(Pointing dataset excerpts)
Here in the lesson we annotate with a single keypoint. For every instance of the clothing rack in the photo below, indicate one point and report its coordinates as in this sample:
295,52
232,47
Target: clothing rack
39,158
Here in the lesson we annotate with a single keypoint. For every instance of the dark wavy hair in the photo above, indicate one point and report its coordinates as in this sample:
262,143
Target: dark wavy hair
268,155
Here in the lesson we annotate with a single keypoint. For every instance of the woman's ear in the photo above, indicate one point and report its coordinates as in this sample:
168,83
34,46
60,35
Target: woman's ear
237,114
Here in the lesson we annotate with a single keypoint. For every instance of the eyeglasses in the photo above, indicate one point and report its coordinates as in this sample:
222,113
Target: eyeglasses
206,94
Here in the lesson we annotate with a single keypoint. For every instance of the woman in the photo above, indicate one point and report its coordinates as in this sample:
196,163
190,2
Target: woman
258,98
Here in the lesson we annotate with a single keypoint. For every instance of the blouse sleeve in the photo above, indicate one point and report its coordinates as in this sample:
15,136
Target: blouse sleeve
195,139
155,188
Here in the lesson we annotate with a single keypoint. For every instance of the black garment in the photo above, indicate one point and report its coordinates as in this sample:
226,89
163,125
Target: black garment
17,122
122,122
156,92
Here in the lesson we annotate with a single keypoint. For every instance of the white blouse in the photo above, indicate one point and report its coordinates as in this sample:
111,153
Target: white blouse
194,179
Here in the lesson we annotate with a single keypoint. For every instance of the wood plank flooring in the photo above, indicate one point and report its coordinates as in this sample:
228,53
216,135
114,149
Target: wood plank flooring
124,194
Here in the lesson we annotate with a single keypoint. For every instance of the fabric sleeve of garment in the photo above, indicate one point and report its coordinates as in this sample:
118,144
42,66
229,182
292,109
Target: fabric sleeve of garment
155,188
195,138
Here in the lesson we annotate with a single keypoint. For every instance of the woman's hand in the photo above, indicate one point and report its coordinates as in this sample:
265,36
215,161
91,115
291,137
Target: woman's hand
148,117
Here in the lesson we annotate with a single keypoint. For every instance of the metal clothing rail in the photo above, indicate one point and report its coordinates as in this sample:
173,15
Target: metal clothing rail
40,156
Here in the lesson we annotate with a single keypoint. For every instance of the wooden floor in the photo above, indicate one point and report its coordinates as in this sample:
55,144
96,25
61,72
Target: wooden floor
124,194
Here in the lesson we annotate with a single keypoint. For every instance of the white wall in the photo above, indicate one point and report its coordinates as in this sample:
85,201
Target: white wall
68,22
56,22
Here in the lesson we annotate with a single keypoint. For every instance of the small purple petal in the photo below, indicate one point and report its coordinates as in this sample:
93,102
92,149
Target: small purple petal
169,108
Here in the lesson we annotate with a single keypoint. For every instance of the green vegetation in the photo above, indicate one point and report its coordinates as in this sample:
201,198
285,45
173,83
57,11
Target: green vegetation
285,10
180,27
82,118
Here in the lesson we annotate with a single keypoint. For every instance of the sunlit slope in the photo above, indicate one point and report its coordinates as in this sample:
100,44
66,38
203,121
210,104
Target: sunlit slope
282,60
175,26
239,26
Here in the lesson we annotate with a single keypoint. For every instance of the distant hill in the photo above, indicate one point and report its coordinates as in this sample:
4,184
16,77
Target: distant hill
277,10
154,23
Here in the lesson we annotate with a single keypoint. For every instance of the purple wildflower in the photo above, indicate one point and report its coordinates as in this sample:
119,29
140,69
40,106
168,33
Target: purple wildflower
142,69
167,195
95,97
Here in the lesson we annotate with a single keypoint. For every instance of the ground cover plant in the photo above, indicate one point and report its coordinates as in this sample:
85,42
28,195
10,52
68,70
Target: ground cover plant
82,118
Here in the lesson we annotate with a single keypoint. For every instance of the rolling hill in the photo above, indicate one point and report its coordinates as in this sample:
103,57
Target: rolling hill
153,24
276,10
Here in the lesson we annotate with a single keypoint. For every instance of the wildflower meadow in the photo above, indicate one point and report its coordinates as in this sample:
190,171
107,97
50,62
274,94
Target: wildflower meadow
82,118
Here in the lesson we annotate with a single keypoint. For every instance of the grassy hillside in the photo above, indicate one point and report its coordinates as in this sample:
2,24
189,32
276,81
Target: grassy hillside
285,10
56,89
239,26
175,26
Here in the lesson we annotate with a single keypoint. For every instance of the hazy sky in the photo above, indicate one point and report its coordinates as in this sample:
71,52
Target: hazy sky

GIVEN TASK - Only the lines from the one containing "of the distant" through the end of the material should be reproduced, exactly, with both ends included.

SOLUTION TO THE PROBLEM -
Here in the lesson we annotate with a single keypoint. For every instance of the distant hill in the photo above, indicate one point and report its coordinates as in this sample:
4,184
16,77
Target: distant hill
277,10
154,23
Here in the lesson we annotate with a single keypoint. For every instance of the purple wildflower in the photo above, indicate one point and report its coordinates as in this sample:
119,29
140,69
40,106
168,33
Target: purple wildflower
142,69
167,195
95,97
Here in the lesson we annotate with a single keypoint. For every instance of the ground cover plant in the photo above, indicate one point and report its coordinates as in this sample:
85,42
28,195
10,52
68,70
Target: ground cover plant
82,118
Here in the lesson we annotate with a single keypoint. For every instance of the rolling hill in the photo above, indicate one point and report its coordinates as in this sample:
103,57
Target: rolling hill
153,24
276,10
Here in the lesson we annotate with a single keypoint. For every instance of the wildflower meadow in the photo above, indicate one point and report its coordinates as in this sample:
190,171
107,97
50,62
274,94
Target: wildflower meadow
82,118
Here in the lesson we annotate with a single keypoint. For every instance of the grassy hillside in the photo above, indicate one point and report its coordinates as in this sample:
2,24
189,32
276,81
Target: grassy hillside
285,10
56,89
239,26
175,26
Here in the lesson we annotate with a single keypoint. For every instance of the hazy sky in the photo above, indicate one point and report its coordinates as in this sample:
71,52
Target: hazy sky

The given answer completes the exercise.